TRY IT: Set down every line below, word for word.

MATERIAL TO PROCESS:
########

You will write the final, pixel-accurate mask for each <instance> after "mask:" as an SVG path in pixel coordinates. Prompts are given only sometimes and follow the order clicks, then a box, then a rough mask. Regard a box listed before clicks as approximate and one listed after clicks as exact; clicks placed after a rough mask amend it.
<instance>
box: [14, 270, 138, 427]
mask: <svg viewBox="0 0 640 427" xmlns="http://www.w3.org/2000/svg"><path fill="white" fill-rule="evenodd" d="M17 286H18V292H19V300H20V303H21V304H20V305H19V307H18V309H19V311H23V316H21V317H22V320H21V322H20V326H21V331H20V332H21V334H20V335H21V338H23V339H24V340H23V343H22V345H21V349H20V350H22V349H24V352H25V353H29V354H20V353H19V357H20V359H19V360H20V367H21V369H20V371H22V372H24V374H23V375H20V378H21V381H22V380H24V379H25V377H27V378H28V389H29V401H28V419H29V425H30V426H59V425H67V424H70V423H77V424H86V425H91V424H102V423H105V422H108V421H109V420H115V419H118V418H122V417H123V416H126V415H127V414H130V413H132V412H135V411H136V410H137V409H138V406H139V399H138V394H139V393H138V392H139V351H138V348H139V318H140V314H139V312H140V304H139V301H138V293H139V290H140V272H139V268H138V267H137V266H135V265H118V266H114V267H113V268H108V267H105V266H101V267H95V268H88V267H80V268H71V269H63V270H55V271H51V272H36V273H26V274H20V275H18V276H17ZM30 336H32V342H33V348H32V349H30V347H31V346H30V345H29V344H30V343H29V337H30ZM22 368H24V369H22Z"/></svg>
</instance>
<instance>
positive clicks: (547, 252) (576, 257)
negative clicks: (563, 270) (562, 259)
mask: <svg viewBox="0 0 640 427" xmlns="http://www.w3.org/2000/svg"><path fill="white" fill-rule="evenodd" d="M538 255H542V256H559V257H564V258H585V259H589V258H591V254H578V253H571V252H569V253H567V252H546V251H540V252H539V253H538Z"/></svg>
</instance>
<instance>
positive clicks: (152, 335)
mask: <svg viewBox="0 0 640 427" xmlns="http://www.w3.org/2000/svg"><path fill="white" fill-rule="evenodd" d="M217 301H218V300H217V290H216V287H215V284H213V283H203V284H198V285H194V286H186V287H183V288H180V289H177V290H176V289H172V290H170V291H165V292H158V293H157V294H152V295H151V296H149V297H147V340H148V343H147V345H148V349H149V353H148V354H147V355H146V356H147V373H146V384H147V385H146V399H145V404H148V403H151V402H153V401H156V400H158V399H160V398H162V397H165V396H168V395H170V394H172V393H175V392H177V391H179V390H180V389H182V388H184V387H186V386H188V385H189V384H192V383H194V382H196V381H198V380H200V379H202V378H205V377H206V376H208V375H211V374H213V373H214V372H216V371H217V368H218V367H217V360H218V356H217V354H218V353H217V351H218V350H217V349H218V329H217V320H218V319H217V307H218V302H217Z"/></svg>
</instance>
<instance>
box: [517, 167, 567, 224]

########

WRITTEN RESPONSE:
You will write the final, pixel-accurate mask for each <instance> after "mask:" as an SVG path in pixel coordinates. Prompts are given only sometimes and follow the order clicks, then a box, then a rough mask. Regard a box listed before clicks as approximate and one listed after clicks as exact; clicks placed after a rough mask amend it.
<instance>
box: [14, 270, 138, 427]
mask: <svg viewBox="0 0 640 427" xmlns="http://www.w3.org/2000/svg"><path fill="white" fill-rule="evenodd" d="M17 286H18V292H19V300H20V303H21V304H20V305H19V307H18V309H19V311H23V316H21V317H22V320H21V322H20V326H21V331H20V332H21V334H20V335H21V338H23V339H24V340H23V343H22V345H21V349H20V350H22V349H24V352H25V353H29V354H20V353H19V357H20V359H19V360H20V367H21V369H20V371H22V372H24V374H23V375H20V378H21V381H22V380H24V379H25V377H27V378H28V389H29V401H28V419H29V425H30V426H59V425H67V424H70V423H77V424H86V425H91V424H102V423H105V422H108V421H109V420H115V419H118V418H122V417H123V416H126V415H127V414H130V413H132V412H135V411H136V410H137V409H138V406H139V399H138V394H139V393H138V392H139V351H138V348H139V318H140V314H139V312H140V304H139V301H138V293H139V290H140V272H139V268H138V267H137V266H135V265H118V266H114V267H113V268H108V267H105V266H101V267H95V268H88V267H80V268H71V269H63V270H55V271H51V272H36V273H26V274H20V275H18V276H17ZM30 336H32V342H33V348H32V349H30V347H31V346H30V345H29V344H30V343H29V337H30ZM22 368H24V369H22Z"/></svg>
</instance>
<instance>
positive clicks: (547, 252) (576, 257)
negative clicks: (563, 270) (562, 259)
mask: <svg viewBox="0 0 640 427" xmlns="http://www.w3.org/2000/svg"><path fill="white" fill-rule="evenodd" d="M538 255H542V256H559V257H564V258H585V259H589V258H591V254H578V253H571V252H569V253H567V252H546V251H540V252H539V253H538Z"/></svg>
</instance>
<instance>
positive clicks: (152, 335)
mask: <svg viewBox="0 0 640 427" xmlns="http://www.w3.org/2000/svg"><path fill="white" fill-rule="evenodd" d="M217 301H218V300H217V290H216V287H215V284H213V283H203V284H198V285H194V286H186V287H183V288H180V289H177V290H176V289H172V290H170V291H165V292H158V293H157V294H152V295H151V296H149V297H147V340H148V343H147V345H148V349H149V353H148V354H147V355H146V356H147V373H146V384H147V385H146V399H145V404H148V403H151V402H153V401H156V400H158V399H160V398H162V397H165V396H168V395H170V394H172V393H175V392H177V391H179V390H180V389H182V388H184V387H186V386H188V385H189V384H192V383H194V382H196V381H198V380H200V379H202V378H205V377H206V376H208V375H211V374H213V373H214V372H216V371H217V368H218V367H217V360H218V356H217V354H218V353H217V351H218V350H217V349H218V329H217V320H218V319H217V307H218V302H217Z"/></svg>
</instance>
<instance>
box: [517, 167, 567, 224]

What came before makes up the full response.